■ GOAL ■
Everything from the line containing "target: grey rock face" down to the last line of the entries below must be transcribed exactly, and nothing else.

--- BEGIN SUPPLIED INFORMATION ---

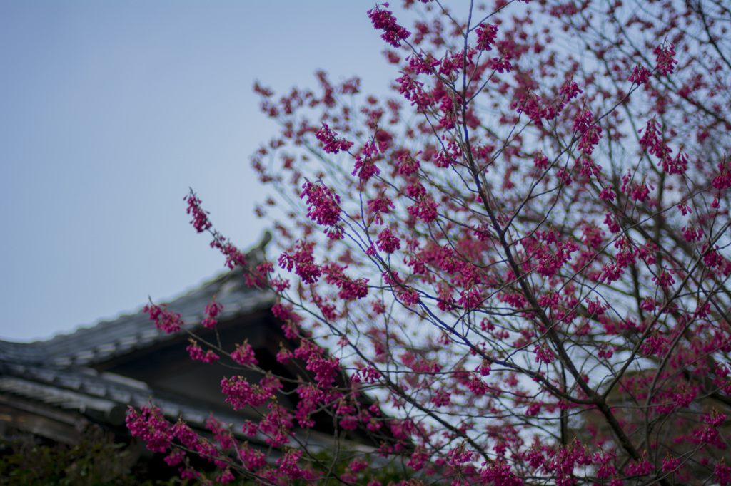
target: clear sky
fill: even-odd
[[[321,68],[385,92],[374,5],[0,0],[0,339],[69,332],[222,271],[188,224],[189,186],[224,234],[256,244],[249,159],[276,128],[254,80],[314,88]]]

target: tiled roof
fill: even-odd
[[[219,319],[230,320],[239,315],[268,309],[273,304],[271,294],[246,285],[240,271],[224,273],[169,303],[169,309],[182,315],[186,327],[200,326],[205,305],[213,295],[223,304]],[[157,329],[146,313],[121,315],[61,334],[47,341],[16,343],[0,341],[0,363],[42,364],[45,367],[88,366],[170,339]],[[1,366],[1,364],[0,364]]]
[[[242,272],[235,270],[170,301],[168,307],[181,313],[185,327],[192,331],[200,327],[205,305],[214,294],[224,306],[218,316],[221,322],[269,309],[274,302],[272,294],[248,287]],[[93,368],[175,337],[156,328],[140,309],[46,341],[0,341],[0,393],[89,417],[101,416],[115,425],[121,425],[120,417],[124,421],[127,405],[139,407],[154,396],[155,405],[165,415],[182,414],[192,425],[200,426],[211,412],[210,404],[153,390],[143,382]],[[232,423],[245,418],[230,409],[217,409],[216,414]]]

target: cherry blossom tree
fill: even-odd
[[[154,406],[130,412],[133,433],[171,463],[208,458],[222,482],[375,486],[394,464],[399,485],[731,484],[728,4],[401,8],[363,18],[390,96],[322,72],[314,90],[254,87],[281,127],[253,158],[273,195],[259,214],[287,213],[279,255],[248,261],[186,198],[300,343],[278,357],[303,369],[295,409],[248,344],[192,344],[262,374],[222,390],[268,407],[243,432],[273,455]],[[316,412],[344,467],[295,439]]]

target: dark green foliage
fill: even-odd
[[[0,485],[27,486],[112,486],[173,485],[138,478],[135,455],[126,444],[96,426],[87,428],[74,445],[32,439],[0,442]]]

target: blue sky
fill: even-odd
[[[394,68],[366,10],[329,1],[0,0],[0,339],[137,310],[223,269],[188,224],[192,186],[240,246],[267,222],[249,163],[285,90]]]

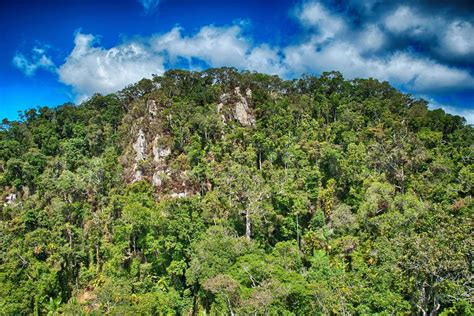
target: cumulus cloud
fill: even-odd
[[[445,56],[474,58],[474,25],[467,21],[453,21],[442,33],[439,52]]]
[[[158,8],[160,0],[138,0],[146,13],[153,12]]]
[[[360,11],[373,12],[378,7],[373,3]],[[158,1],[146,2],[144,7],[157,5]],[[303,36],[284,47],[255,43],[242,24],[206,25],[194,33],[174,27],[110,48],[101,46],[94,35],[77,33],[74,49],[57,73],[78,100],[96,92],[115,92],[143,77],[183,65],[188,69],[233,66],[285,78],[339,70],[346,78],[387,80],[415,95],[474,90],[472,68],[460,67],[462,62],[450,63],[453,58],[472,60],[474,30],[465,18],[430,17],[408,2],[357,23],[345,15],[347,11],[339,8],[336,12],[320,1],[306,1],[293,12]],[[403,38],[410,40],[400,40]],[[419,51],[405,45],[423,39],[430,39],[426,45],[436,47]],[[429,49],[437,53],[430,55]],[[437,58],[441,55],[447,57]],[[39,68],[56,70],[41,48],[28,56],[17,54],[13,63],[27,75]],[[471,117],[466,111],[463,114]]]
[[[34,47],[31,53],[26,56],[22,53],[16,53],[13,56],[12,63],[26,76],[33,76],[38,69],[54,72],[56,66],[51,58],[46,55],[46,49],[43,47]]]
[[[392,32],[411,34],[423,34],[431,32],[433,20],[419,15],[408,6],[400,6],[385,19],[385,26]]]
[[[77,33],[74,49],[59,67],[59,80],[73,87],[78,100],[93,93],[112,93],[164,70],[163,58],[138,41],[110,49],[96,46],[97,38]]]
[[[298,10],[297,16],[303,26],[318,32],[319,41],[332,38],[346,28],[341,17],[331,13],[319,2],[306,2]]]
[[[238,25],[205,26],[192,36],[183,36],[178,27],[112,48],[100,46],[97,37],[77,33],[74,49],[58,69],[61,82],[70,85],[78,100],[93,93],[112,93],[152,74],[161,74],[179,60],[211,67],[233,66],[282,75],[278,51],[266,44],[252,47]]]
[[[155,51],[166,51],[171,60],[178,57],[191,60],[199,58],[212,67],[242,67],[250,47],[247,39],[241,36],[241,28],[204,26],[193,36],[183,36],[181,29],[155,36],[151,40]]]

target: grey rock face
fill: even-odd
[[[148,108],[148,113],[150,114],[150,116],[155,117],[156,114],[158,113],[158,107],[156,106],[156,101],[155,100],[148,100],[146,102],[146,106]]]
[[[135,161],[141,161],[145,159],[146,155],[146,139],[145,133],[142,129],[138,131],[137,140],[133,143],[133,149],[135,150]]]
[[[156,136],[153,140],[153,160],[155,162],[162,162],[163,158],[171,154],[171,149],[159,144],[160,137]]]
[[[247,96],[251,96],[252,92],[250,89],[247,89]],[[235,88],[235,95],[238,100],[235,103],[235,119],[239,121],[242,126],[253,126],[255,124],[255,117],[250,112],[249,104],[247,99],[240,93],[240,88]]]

--- END SUPPLIED INFORMATION ---

■ TASK OUTPUT ■
target: grey rock face
fill: even-odd
[[[148,108],[148,113],[150,114],[150,116],[155,117],[156,114],[158,113],[158,107],[156,106],[156,101],[155,100],[148,100],[146,102],[146,106]]]
[[[135,161],[141,161],[145,159],[146,155],[146,139],[145,133],[142,129],[138,131],[137,140],[133,143],[133,149],[135,150]]]
[[[156,136],[153,140],[153,160],[155,162],[162,162],[163,158],[171,154],[171,149],[159,144],[160,137]]]
[[[247,96],[251,96],[252,92],[250,89],[247,89]],[[235,88],[235,95],[238,100],[235,103],[235,119],[239,121],[242,126],[253,126],[255,124],[255,117],[250,112],[249,104],[247,99],[240,93],[240,88]]]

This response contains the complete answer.